Data supplied:
# # # #

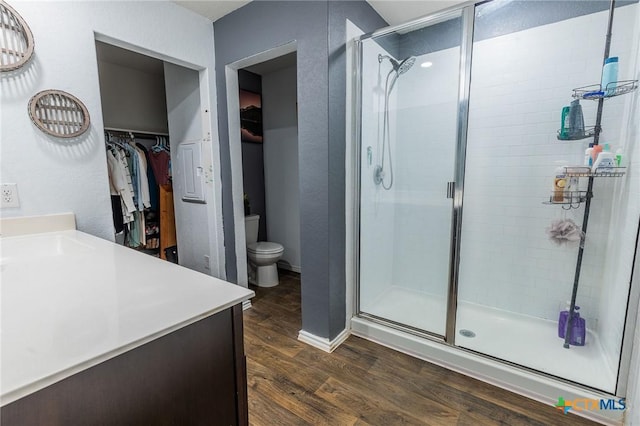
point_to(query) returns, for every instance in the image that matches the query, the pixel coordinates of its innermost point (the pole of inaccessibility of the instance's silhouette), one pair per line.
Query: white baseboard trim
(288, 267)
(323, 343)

# # # #

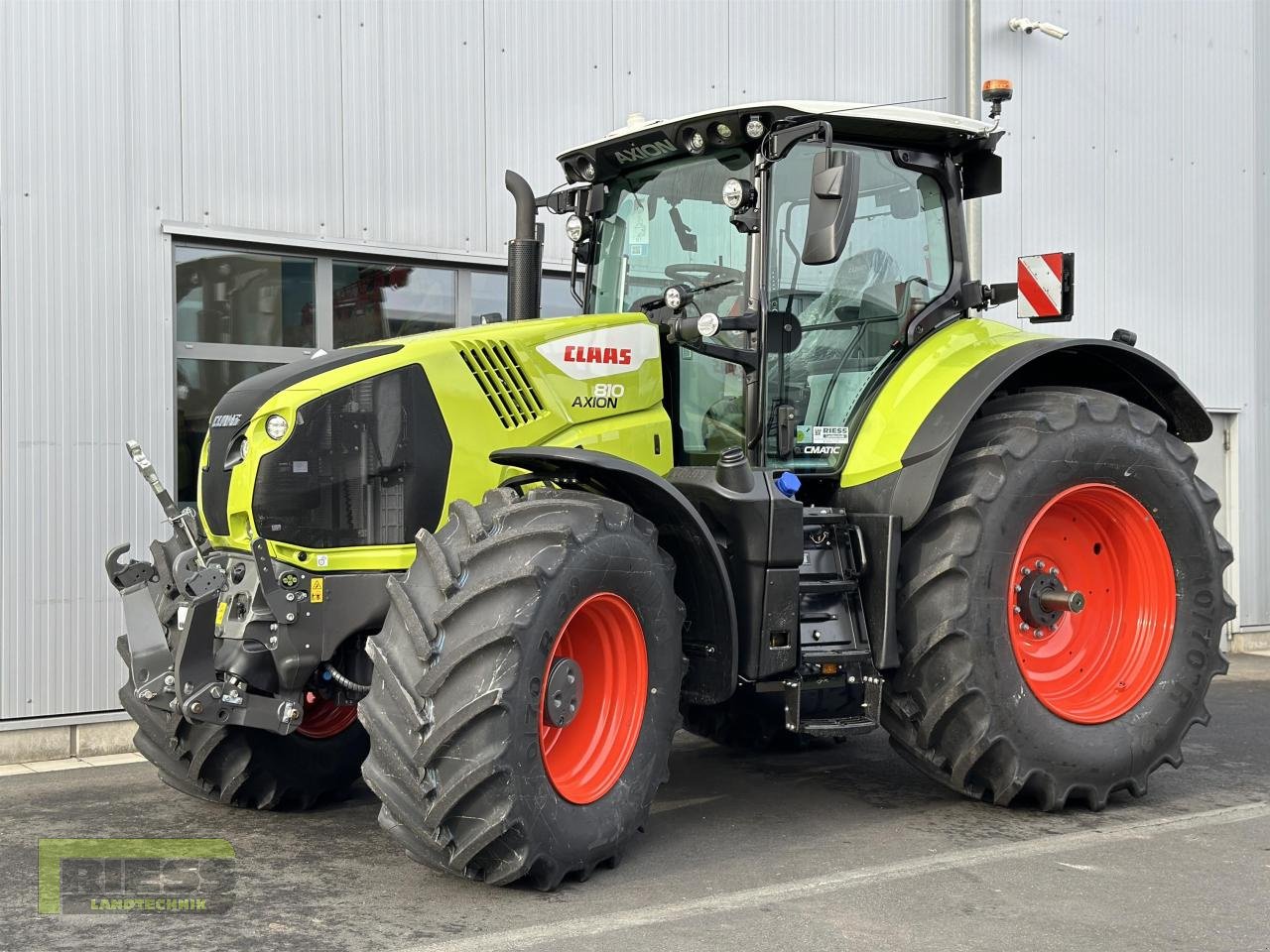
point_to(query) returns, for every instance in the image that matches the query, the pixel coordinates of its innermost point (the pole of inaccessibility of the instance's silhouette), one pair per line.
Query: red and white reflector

# # # #

Collect every line of the records that contains the string "white", matching case exactly.

Answer to the task:
Query: white baseboard trim
Query: red and white reflector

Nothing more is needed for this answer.